#### Directions:
Filter the data below and copy out each line that contains the word "tower".

#### Data provided:
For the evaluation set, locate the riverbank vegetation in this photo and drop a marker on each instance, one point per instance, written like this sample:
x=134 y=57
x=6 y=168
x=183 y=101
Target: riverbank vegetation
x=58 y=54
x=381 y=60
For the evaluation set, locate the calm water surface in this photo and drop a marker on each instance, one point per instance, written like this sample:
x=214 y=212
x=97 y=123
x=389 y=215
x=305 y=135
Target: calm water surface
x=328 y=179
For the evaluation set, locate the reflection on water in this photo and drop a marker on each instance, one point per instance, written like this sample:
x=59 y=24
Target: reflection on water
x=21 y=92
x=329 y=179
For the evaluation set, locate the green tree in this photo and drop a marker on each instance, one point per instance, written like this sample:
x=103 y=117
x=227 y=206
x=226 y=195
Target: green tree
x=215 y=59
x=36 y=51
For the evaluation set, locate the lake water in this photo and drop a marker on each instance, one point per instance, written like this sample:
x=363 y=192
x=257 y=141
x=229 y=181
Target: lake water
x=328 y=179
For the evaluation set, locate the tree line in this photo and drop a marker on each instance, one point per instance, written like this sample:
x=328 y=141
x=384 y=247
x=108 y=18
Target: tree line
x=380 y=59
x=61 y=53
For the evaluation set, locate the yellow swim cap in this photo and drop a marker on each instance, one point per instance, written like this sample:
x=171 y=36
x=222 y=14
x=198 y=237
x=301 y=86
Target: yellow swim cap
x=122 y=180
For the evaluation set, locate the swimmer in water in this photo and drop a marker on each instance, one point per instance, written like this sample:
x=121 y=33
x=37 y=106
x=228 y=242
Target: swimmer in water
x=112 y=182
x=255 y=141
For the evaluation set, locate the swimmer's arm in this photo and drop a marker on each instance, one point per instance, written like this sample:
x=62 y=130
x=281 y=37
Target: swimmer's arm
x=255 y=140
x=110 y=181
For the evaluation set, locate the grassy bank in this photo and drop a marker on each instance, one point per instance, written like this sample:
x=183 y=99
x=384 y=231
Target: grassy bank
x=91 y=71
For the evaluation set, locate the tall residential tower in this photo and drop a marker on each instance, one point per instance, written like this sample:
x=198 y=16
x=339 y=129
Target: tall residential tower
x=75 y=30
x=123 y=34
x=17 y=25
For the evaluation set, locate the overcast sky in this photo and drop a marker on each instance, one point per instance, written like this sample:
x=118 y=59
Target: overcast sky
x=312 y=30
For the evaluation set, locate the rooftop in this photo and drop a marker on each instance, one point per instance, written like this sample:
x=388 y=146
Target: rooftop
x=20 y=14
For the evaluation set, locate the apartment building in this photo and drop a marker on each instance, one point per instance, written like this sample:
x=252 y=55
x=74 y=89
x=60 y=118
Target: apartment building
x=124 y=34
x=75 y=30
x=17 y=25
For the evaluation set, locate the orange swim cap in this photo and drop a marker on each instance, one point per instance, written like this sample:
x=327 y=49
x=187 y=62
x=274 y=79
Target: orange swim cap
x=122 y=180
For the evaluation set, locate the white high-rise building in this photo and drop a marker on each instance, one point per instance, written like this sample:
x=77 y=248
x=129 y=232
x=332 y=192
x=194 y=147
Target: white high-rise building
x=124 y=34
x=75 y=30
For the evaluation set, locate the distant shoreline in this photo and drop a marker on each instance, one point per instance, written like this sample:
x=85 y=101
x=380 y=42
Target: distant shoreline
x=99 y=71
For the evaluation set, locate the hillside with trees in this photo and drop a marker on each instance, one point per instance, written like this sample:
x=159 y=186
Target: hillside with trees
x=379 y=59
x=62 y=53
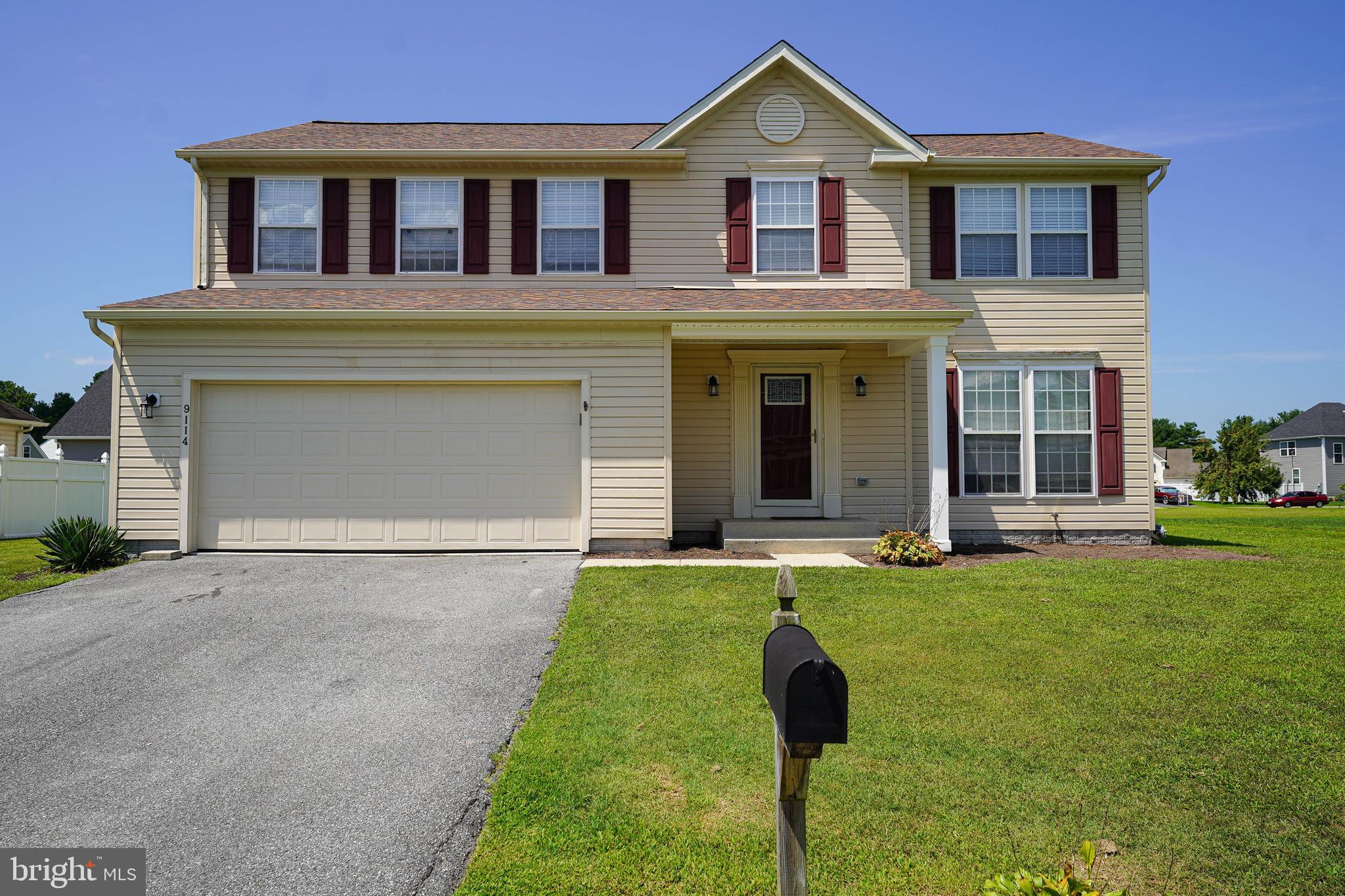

#### Result:
For the evaluation set, locate the tall residential tower in this photo and drop a marker on each instance, one point per instance, written like this sample:
Target: tall residential tower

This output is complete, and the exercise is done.